**SELECTED TEXT**:
>>>

Proper training is the key. When you offer a delightful customer experience—whether the customer is buying a chicken sandwich or donating plasma—people want to return.

Location

Putting plasma centers in convenient, attractive locations near universities or healthcare complexes (not down-and-out, scary neighborhoods) will draw a more productive group of donors and encourage them to return often.

Using your real estate effectively

Back to the “how long is the wait” question. One often must wait a while to be served at Chick-fil-A. But they use their quality, strategically-located real estate brilliantly. You might have to drive around the property’s footprint three times before you are served, but you are treated royally the whole time.

The basic design of your center ensures staff can provide a great experience. Is there a way to move donors through the donation process more efficiently?

Facility

Your facility plays an important role in attracting donors. Like a Chick-fil-A restaurant, every Stough-built facility is attractive, clean, well-lit and inviting. The parking lot is well-lit. There is visibility into the waiting area from the street. Proper heating and air conditioning make Stough facilities comfortable.

Stellar service

The clean-cut and friendly staff at every Cathy franchise ask your name. It’s a simple practice, but highly effective in helping customers feel valued.

Everything from your website to your collection center staff plays a role in delighting customers.

Building trust

Chick-fil-A is beating Kentucky Fried Chicken in the United States by building relationships with customers, understanding them and knowing their goals and dreams. Chick-fil-A endeavors to give their guests a great experience every time They also play a positive role in the community by giving back.

<<<

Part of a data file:
>>>

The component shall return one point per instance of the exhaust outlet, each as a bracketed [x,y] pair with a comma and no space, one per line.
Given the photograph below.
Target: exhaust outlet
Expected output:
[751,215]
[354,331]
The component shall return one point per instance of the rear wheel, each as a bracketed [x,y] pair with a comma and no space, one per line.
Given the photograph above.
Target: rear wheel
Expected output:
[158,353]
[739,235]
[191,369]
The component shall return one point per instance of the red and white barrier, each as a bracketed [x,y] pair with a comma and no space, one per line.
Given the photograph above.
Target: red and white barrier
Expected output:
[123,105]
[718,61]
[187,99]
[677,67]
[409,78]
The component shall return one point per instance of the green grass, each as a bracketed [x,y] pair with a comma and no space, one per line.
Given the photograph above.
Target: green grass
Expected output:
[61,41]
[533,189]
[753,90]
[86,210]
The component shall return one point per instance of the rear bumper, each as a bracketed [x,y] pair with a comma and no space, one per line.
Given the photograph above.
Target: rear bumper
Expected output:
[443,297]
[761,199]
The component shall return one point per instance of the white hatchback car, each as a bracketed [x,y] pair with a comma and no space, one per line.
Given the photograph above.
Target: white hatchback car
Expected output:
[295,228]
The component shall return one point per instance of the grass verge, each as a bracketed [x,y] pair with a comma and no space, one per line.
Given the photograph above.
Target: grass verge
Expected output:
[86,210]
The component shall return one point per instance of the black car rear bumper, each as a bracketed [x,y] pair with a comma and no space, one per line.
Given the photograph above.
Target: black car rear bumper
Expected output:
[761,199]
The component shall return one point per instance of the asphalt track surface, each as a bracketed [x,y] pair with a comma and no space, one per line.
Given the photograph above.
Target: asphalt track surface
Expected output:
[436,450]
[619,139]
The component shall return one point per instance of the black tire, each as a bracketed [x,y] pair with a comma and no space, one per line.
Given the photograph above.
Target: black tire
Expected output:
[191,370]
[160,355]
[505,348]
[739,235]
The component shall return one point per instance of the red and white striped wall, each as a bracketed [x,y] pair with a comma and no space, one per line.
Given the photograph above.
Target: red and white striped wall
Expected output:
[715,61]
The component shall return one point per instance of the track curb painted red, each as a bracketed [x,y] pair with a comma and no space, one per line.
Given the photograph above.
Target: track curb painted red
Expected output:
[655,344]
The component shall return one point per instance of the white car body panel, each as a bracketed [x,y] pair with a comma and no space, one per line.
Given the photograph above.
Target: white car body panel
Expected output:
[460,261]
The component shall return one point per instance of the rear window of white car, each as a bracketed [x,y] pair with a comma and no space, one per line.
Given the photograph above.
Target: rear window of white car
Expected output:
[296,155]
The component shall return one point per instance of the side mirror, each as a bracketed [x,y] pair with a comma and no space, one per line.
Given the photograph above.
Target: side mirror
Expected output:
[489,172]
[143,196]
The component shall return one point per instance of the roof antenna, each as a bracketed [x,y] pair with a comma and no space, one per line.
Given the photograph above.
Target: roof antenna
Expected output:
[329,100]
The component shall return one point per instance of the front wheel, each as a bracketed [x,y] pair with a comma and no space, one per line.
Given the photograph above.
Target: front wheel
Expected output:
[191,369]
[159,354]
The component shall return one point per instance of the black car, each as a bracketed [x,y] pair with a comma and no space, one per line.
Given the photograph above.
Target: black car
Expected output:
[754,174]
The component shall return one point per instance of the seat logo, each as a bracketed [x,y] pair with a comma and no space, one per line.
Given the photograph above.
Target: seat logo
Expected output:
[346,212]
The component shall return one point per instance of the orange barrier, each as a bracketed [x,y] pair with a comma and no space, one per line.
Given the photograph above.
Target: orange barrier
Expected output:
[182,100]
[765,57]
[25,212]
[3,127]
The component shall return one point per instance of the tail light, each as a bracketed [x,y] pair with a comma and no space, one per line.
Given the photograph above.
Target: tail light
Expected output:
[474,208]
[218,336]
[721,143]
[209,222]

<<<

**REQUIRED ACTIONS**:
a) Answer each question using the passage on plasma centers.
(i) Near what kinds of places does it recommend putting plasma centers?
(ii) What do the staff at every Cathy franchise ask customers?
(iii) Which chain is Chick-fil-A beating in the United States?
b) Summarize the passage on plasma centers in two sentences.
The records are separate material, unrelated to the passage on plasma centers.

**ANSWERS IN ORDER**:
a)
(i) Near universities or healthcare complexes.
(ii) They ask for the customer's name.
(iii) Kentucky Fried Chicken.

b) Using Chick-fil-A as a model, the passage argues that proper training and a delightful customer experience make people want to return, whether they are buying a chicken sandwich or donating plasma. It points to convenient and attractive locations, clean and inviting facilities, friendly staff who learn people's names, and trust built through relationships and giving back to the community.